• [Problem details]:
Identify the line that contains "the green baseball" in the material. Output it and every line after it, unchanged, through the end.

• [Dataset content]:
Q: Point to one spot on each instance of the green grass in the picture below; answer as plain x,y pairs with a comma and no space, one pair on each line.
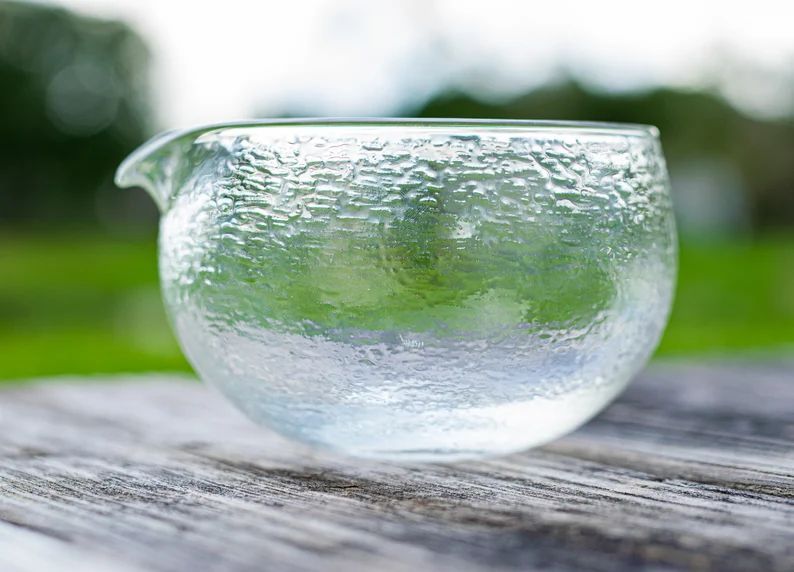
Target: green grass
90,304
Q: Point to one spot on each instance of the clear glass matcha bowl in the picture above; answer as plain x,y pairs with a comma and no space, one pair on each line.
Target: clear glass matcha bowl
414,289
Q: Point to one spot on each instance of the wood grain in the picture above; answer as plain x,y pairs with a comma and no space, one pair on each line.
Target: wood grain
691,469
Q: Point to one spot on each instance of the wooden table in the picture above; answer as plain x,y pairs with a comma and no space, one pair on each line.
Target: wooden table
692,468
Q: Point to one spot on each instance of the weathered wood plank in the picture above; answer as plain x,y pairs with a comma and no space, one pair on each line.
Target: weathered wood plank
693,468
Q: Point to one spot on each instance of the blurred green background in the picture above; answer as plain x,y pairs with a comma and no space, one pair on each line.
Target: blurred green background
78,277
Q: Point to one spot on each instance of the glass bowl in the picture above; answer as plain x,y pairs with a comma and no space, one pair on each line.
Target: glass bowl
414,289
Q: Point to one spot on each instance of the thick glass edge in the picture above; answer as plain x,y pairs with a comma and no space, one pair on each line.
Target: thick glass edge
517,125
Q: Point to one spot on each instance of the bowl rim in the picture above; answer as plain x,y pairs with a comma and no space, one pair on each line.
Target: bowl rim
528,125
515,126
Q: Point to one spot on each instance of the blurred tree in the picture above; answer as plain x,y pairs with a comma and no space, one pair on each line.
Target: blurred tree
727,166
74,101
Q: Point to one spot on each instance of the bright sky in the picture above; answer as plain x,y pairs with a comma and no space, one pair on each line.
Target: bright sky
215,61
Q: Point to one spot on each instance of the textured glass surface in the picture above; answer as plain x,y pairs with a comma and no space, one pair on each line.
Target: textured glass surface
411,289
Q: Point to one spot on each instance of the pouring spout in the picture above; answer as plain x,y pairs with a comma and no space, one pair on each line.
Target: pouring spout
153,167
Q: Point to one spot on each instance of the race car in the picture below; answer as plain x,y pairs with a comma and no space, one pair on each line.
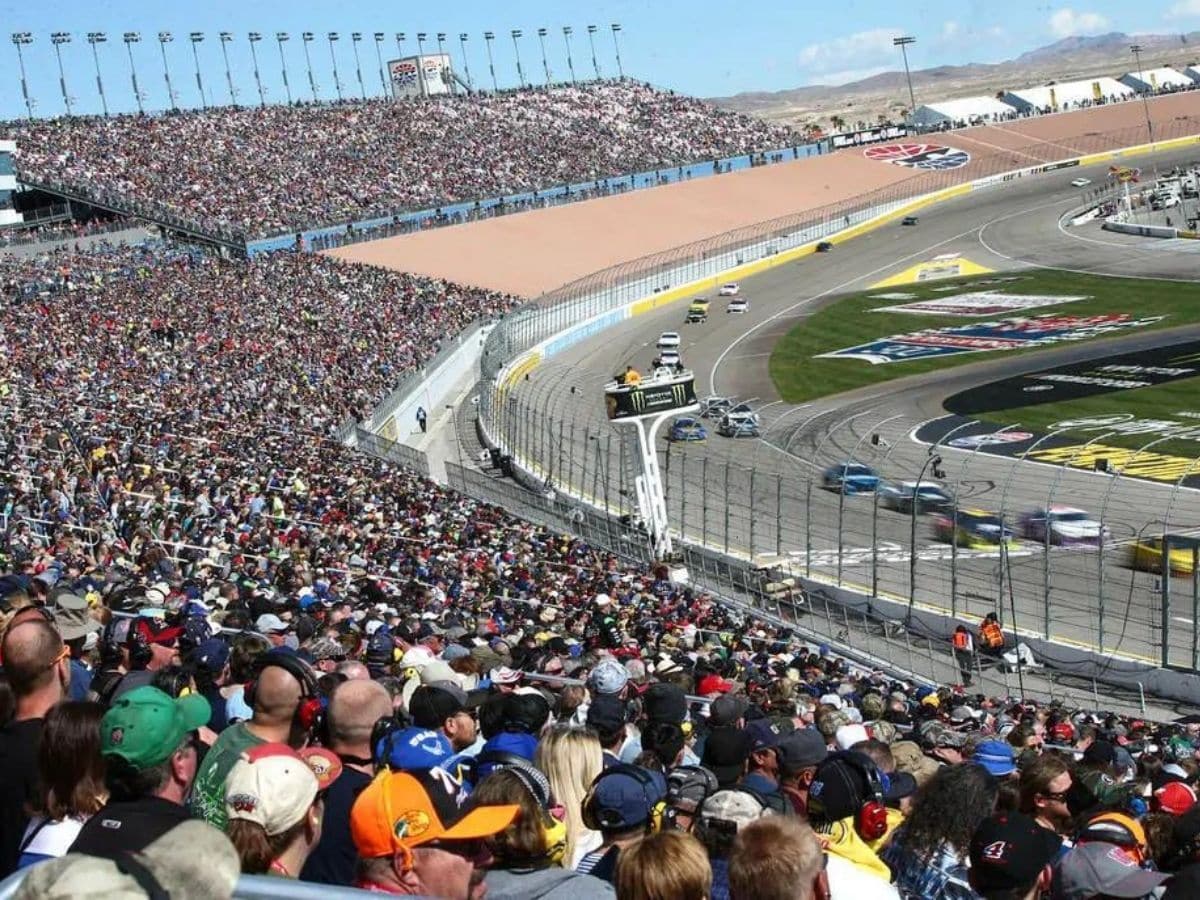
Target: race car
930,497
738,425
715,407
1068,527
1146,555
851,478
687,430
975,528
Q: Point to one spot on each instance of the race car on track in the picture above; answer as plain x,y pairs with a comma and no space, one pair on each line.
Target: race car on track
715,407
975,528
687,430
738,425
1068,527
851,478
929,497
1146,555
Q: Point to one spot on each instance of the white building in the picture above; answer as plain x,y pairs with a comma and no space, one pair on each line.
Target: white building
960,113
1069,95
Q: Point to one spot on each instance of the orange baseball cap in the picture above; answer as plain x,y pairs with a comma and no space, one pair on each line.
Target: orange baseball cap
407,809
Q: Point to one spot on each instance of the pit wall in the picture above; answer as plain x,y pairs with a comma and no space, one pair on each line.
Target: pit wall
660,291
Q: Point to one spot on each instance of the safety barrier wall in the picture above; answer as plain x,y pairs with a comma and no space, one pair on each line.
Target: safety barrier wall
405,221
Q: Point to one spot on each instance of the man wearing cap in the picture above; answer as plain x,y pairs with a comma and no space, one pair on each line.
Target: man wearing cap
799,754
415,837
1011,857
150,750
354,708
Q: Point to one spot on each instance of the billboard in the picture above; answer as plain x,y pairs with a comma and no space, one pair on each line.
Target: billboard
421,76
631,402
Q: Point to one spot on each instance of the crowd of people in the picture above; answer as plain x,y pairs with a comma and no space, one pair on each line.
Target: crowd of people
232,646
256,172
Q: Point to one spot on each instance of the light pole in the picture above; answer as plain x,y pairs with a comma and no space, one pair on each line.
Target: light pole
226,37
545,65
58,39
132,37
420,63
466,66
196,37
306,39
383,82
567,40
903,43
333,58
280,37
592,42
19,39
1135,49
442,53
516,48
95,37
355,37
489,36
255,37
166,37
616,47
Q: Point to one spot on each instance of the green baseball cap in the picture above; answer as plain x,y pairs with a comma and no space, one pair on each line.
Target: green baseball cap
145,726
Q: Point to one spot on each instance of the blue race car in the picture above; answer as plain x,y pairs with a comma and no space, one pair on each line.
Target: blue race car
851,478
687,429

• [Answer to this exercise]:
Q: Point to one spot on each instance of the green baseball cap in the picture above; answer as plain x,y pairs with a comma and no space, one pair on each line.
Target: green baseball cap
145,726
Q: Point to one spot on each instance of the blue race car in the picture above; answer as plain x,y pairs with a comma and no space, one pair on each line.
Target: blue race car
851,478
687,429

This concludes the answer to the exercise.